→ Entries drawn from a collection

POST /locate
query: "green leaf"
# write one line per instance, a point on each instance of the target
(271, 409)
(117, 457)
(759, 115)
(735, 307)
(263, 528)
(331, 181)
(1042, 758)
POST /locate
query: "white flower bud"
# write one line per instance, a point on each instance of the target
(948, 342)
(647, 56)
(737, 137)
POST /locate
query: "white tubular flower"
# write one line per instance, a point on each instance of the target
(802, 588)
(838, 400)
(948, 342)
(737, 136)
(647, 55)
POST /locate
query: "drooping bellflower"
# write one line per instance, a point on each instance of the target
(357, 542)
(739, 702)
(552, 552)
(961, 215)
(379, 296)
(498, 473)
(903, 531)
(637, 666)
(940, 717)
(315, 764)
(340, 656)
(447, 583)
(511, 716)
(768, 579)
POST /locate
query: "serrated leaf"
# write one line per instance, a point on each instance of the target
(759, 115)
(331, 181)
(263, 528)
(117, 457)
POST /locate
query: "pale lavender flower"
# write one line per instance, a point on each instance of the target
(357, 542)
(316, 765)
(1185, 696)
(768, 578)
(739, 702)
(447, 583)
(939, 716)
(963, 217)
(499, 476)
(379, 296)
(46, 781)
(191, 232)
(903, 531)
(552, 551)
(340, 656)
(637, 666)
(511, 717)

==

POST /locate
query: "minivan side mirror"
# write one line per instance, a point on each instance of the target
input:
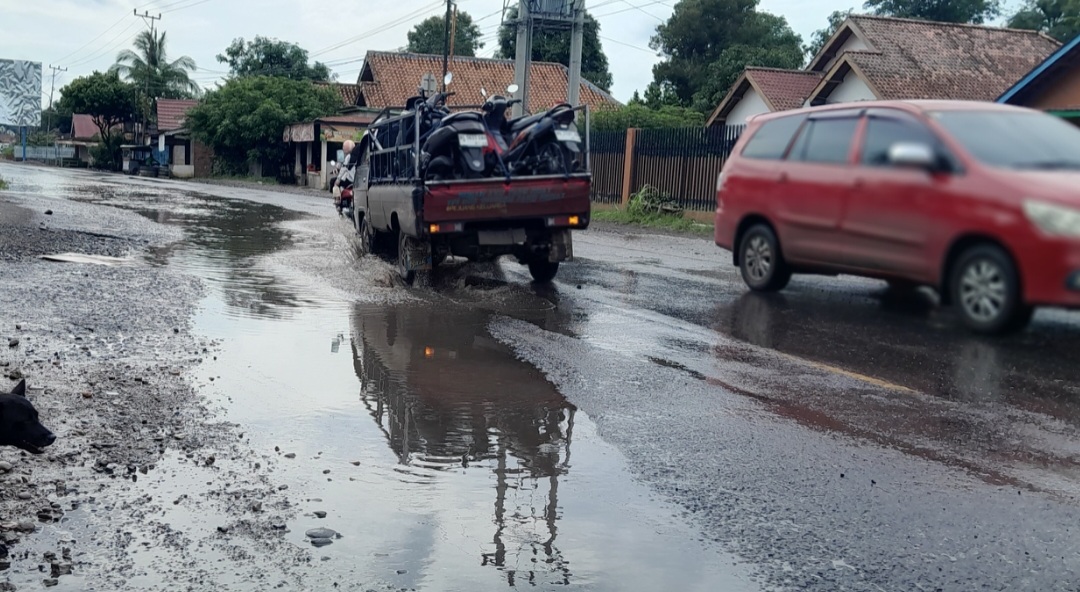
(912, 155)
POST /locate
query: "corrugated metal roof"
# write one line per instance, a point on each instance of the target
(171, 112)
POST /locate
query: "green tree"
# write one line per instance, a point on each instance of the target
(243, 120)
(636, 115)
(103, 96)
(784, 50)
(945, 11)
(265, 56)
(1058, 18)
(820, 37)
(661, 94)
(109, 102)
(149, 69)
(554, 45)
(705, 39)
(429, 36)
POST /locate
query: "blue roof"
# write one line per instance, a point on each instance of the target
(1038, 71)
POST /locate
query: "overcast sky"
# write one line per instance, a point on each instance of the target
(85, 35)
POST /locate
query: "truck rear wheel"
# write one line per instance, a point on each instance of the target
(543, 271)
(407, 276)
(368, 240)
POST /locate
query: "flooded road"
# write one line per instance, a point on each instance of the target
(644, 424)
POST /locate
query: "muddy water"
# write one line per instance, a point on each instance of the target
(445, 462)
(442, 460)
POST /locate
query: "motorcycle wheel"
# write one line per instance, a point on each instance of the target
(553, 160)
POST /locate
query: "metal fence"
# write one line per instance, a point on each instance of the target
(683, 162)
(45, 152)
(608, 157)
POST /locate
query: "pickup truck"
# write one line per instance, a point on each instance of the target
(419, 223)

→ WRITTEN EXERCISE
Pick out each line of the listing that contains the word "white". Only count matches with the same capitalization.

→ SOLUTION TO THIS PROBLEM
query: "white flower bud"
query: "white tubular flower"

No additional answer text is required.